Stored entries.
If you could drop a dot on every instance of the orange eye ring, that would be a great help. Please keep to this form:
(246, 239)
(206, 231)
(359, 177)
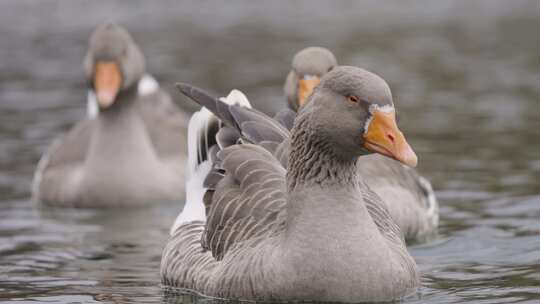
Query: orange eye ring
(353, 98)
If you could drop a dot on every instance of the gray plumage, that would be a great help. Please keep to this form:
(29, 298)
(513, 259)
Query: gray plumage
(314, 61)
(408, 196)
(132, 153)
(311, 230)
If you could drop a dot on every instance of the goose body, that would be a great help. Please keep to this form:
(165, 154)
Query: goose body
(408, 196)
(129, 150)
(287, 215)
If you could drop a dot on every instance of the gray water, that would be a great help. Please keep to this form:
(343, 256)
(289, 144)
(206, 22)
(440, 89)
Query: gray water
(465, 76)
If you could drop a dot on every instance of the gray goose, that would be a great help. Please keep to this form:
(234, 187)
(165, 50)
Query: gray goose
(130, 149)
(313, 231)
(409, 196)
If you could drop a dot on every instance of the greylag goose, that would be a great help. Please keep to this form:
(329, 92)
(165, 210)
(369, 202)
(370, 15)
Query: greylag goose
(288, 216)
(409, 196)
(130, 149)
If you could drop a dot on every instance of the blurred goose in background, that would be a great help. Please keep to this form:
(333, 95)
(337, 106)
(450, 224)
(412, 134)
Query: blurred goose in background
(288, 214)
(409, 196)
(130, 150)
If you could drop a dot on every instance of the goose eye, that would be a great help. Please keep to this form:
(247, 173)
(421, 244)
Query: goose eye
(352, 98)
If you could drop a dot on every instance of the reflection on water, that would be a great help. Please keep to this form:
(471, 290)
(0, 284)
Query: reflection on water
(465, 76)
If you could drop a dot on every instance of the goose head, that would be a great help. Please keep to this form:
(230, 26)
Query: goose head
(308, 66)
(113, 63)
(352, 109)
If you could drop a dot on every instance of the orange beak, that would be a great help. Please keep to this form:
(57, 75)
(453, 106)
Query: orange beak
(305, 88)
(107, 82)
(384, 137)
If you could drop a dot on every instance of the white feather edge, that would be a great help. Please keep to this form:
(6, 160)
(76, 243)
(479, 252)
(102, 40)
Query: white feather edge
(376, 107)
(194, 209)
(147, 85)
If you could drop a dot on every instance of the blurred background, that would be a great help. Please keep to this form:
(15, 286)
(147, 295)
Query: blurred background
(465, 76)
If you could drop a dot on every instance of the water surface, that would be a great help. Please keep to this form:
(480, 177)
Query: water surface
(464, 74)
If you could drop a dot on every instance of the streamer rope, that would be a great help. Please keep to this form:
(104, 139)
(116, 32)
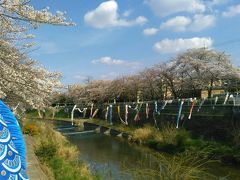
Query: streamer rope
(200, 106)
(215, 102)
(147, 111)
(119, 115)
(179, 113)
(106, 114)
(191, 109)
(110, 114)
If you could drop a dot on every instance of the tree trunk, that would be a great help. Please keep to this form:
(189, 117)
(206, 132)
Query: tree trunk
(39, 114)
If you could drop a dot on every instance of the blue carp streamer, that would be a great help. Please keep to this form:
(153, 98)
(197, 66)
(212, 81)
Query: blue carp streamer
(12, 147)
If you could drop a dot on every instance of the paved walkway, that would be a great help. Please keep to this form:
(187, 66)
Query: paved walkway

...

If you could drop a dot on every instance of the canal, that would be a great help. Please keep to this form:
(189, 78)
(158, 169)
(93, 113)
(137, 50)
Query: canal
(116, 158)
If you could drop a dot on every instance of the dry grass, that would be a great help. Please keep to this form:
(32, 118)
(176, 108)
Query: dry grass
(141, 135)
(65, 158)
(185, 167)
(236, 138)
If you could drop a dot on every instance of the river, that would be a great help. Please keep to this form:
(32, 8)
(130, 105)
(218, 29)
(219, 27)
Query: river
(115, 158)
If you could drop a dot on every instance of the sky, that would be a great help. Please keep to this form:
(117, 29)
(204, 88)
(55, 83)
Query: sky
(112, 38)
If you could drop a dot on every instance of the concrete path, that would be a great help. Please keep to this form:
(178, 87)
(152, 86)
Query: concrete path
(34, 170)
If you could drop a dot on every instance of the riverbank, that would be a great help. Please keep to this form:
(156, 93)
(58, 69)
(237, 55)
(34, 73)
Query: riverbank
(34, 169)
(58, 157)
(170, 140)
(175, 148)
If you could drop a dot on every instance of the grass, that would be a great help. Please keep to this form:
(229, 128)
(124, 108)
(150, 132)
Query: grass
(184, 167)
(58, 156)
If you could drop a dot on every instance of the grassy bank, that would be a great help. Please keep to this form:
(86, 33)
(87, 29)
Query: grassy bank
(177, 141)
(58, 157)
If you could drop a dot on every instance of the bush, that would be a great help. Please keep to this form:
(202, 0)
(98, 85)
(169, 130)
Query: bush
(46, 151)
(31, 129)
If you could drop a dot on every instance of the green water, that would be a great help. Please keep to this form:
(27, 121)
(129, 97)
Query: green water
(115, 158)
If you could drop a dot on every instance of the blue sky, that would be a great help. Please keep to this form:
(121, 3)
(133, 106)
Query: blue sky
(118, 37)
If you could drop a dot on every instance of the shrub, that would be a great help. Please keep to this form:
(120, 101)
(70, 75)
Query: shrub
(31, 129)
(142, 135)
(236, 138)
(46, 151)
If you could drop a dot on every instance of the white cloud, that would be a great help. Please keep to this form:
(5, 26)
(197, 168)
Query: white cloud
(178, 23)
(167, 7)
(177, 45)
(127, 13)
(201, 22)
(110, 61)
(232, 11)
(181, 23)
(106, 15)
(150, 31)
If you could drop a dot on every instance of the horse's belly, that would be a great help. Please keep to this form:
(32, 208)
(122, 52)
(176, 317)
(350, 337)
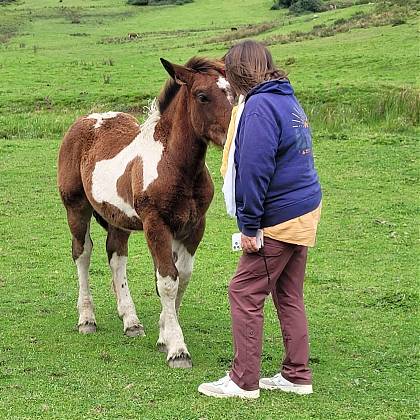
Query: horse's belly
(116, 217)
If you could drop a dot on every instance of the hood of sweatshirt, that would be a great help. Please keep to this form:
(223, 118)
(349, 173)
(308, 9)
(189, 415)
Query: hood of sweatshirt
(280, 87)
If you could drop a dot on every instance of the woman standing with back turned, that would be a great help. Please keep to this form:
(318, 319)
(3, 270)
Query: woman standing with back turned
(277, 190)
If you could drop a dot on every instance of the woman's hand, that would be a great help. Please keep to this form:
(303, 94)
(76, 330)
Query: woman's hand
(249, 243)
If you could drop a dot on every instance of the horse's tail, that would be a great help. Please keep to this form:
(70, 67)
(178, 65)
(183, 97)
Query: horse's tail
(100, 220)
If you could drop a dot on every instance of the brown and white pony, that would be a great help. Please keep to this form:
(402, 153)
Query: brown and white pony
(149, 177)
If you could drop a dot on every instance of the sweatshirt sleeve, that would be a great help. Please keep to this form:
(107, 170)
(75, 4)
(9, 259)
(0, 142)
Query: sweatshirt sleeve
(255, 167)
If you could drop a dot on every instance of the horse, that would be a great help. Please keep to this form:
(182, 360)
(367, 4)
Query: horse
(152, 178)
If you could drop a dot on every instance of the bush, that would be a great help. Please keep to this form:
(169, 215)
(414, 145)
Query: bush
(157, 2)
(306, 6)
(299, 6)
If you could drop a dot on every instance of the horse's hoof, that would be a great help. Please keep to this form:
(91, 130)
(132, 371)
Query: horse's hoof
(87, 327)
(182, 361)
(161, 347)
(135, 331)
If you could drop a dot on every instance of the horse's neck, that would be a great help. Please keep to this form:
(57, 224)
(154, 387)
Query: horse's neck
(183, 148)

* * *

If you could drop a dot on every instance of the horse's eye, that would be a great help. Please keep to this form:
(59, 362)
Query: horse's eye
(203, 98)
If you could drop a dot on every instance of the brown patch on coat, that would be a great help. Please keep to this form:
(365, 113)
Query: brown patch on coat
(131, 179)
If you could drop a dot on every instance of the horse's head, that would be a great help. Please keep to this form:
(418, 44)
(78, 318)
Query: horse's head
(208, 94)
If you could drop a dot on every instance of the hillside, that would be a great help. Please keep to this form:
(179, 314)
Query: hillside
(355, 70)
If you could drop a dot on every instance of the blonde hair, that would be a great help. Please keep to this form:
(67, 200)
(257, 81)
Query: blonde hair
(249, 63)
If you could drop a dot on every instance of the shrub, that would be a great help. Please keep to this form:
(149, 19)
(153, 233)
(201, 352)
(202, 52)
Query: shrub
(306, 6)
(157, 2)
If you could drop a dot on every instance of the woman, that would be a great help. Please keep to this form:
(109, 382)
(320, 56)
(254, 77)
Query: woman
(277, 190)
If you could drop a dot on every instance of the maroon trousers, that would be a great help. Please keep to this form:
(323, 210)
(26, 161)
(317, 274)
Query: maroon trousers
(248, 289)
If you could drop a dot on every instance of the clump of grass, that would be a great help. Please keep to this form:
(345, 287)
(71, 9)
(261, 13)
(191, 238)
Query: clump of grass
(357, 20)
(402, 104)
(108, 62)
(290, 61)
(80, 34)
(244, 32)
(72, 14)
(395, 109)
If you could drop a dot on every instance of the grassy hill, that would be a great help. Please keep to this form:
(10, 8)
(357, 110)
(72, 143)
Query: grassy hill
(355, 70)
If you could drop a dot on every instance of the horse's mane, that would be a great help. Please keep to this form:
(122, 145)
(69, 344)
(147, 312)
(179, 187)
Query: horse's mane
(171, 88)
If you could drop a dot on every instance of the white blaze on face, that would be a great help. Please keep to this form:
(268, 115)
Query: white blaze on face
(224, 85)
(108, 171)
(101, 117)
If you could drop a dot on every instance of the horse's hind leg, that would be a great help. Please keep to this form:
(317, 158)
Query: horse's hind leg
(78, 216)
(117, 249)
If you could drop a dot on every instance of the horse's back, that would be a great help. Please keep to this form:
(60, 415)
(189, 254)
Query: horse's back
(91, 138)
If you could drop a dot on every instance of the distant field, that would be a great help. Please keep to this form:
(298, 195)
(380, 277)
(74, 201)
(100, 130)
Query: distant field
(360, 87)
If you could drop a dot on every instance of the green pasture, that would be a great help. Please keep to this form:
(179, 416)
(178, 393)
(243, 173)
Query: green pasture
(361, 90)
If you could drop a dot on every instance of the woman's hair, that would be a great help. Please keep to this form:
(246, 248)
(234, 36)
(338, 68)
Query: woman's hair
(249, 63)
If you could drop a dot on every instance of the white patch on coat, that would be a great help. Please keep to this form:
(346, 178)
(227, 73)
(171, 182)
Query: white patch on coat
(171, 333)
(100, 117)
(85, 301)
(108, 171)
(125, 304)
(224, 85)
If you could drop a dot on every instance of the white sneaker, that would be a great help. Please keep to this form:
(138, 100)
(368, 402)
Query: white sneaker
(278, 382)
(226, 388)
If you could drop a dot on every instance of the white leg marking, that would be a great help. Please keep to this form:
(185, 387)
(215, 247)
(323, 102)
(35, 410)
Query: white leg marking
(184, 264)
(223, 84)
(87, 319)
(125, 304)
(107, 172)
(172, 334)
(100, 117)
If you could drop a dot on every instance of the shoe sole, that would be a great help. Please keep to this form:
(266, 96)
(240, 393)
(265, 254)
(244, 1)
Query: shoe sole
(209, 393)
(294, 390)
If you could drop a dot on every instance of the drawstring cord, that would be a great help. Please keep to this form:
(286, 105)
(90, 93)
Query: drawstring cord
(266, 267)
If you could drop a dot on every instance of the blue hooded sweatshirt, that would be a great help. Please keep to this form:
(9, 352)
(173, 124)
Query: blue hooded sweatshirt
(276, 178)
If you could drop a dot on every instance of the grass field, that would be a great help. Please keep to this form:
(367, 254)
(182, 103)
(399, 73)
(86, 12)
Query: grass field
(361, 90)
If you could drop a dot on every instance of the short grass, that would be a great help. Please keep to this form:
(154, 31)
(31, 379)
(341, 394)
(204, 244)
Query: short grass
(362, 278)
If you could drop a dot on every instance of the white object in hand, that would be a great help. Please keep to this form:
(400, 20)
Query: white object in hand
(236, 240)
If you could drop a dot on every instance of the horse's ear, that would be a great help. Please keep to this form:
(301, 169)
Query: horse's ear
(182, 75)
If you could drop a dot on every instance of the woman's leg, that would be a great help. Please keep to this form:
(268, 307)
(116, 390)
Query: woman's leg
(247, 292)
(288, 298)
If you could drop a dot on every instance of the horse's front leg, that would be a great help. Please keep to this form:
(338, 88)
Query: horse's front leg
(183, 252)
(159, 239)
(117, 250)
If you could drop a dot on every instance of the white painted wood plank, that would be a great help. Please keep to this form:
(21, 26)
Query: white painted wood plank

What you have to do.
Tally how many lines of the data include the word "painted". Write the number and nothing else.

Task output.
2